--- DATASET ENTRIES ---

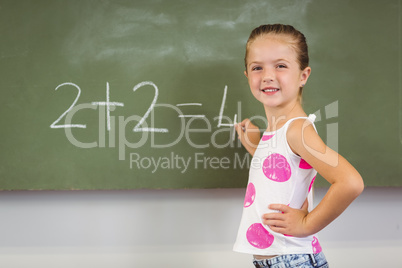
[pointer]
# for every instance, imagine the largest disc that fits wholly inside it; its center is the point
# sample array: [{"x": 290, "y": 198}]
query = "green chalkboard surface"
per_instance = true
[{"x": 143, "y": 94}]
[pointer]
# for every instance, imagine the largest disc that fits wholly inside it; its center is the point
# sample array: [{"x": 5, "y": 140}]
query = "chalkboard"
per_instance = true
[{"x": 143, "y": 94}]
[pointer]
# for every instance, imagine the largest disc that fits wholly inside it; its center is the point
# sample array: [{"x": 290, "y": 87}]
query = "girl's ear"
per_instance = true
[{"x": 305, "y": 75}]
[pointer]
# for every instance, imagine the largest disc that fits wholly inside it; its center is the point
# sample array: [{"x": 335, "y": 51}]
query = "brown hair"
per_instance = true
[{"x": 295, "y": 38}]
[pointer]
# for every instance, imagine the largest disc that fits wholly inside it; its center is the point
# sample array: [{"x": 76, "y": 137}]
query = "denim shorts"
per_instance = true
[{"x": 294, "y": 260}]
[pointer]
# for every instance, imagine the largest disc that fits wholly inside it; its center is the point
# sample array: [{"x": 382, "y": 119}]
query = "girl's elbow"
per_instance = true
[{"x": 357, "y": 185}]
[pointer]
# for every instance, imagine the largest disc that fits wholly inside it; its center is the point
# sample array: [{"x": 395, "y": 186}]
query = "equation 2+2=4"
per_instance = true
[{"x": 108, "y": 104}]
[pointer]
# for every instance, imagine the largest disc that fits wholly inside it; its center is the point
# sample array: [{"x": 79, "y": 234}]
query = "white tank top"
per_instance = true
[{"x": 277, "y": 176}]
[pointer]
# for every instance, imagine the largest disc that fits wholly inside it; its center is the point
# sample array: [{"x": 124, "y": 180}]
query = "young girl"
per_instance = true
[{"x": 278, "y": 225}]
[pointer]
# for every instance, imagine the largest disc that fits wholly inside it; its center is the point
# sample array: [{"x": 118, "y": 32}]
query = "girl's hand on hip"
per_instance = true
[{"x": 288, "y": 221}]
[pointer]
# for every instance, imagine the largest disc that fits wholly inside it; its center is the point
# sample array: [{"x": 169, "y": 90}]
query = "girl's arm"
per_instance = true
[
  {"x": 346, "y": 185},
  {"x": 249, "y": 135}
]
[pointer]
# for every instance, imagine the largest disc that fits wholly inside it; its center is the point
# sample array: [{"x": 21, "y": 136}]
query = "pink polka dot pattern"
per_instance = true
[
  {"x": 304, "y": 165},
  {"x": 259, "y": 237},
  {"x": 311, "y": 184},
  {"x": 250, "y": 195},
  {"x": 276, "y": 168},
  {"x": 267, "y": 137},
  {"x": 316, "y": 245}
]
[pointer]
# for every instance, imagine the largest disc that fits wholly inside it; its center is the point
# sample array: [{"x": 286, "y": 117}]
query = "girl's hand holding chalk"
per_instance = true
[{"x": 249, "y": 135}]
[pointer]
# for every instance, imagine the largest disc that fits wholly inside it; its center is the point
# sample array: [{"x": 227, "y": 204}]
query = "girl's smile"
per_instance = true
[{"x": 274, "y": 73}]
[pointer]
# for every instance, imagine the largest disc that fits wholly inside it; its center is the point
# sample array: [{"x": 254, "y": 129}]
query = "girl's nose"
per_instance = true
[{"x": 268, "y": 75}]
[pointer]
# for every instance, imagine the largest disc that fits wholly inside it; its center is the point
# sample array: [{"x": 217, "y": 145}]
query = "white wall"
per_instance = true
[{"x": 175, "y": 228}]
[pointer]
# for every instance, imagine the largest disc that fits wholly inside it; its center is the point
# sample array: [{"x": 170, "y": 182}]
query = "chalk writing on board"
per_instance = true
[
  {"x": 54, "y": 124},
  {"x": 108, "y": 104},
  {"x": 141, "y": 126}
]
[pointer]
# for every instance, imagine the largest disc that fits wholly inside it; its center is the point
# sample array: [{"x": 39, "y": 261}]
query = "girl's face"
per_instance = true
[{"x": 274, "y": 73}]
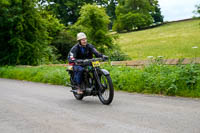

---

:: TASK PROMPT ::
Report every line in the records that contains the word "hand", copying each line in full. Matches must agree in case.

:: FINISHED ANSWER ::
query = "girl's hand on hip"
query = "girl's hand holding chalk"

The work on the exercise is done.